Esercizi:
1. Nel testo su Roberto Alajmo, quali scrittori accoglie la collana Il Contesto di Sellerio? Elencali tutti.
2. Prosegui il testo su Roberto Alajmo partendo dal punto in cui si ferma.

Chissà che Roberto Alajmo, nei quarant’anni in cui ha fatto macerare dentro di sé le sue nuove pagine, non abbia più o meno inconsapevolmente dato un’occhiata a certa bibliografia, a cui si possono ascrivere anche i recentissimi Tra loro di Richard Ford (Feltrinelli) e Leggenda privata (Einaudi) di Michele Mari, che però si nutrono non solo delle madri, ma anche dei padri. O, semplicemente, il giornalista e scrittore palermitano si sia lasciato guidare solo da riflessioni intime e da ricordi propri, da una memoria rinvenuta e in parte reinventata, da domande lunghe una vita, da un vuoto da riempire.
Il suo romanzo più noto è, probabilmente, Cuore di madre, con cui è arrivato in finale al premio Strega ed è finito nella rosa del selezione Campiello, sfiorando in entrambi i casi la vittoria finale. Stavolta, col suo libro più recente, Alajmo va al cuore di sua madre. Non ha resistito nemmeno lui all’autofiction che va per la maggiore e ha scritto L’estate del ‘78 (173 pagine, 15 euro), memoir pubblicato nella collana Il Contesto – che accoglie scrittori notevoli come Couto, Usòn, Zambra, Lerner, Stassi, Heti e Yanagihara – della casa editrice Sellerio.
Esita, cincischia, Alajmo, il lungo commiato da sua madre che è questo libro sembra non arrivare mai, s’interrompe spesso, riprende, s’inceppa ancora: in mezzo c’è altro, la morte del padre Vittorio, il rapporto col figlio Arturo (fra Springsteen e l’Inter), remote memorie familiari che hanno a che fare con la colonizzazione dell’Etiopia ai tempi del fascismo, riflessioni sulla terza età e sulle gioie perdute e irrecuperabili, c’è spazio perfino per un mini repertorio di ‘nciurie di Bisacquino, prima di arrivare al dunque, cioè a un’indagine indiziaria sull’esaurirsi di un amore, quello tra i due genitori, e soprattutto sulla fine della madre, Elena («Da giovane somigliava un po’, e si sforzava di assomigliare, a una Audrey Hepburn più formosa»).

Sezione dati:
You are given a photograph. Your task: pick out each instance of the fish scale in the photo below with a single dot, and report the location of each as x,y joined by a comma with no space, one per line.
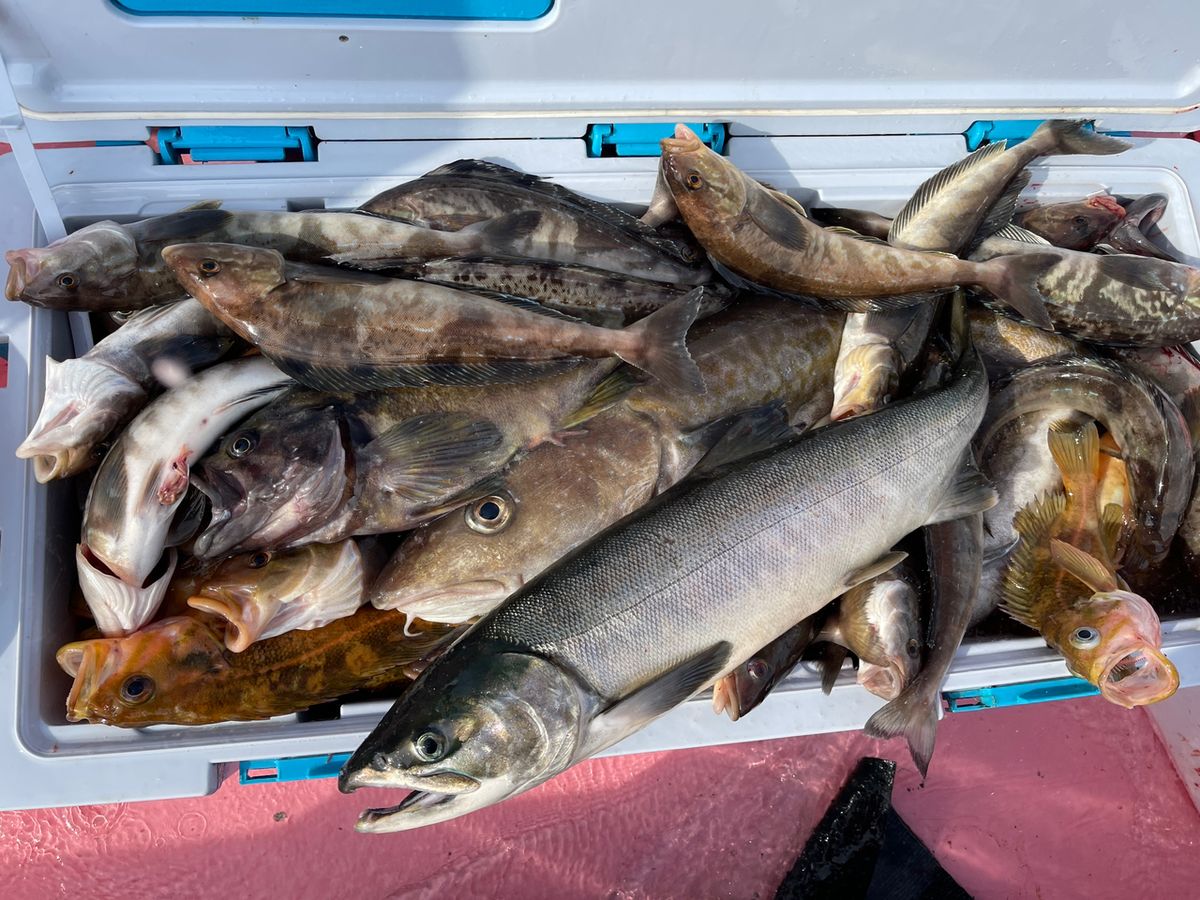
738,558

Risposte:
1. Couto, Usòn, Zambra, Lerner, Stassi, Heti, Yanagihara

2.
La voce narrante del figlio, sulla pagina, chiama sempre i genitori «Vittorio ed Elena», «per parlarne – spiega – col maggiore distacco che si deve ai protagonisti di un’opera d’artificio. Sono i miei personaggi, non posso e non voglio avere indulgenza». L’addio alla madre, quasi senza parole, si consuma vicino a una panchina, a Mondello, in quelli che per il poco più che maggiorenne Alajmo erano i giorni di vigilia dell’esame orale per la maturità. Ne L’estate del ‘78 affiorano ricordi e s’intrecciano ricerche sulla madre: saltano fuori polsi fasciati, barbiturici e ricoveri, probabilmente trattamenti con elettroschock, e un finale implacabile, «l’ultima vanità, di pavesiana memoria». Le tessere tornano a posto, tutto è compiuto. Per fare i conti con se stesso, Alajmo si scava a fondo, scrive il suo libro più intimo, di gran lunga il più dolente e bello. Il distacco del narratore è solo forma, non sostanza.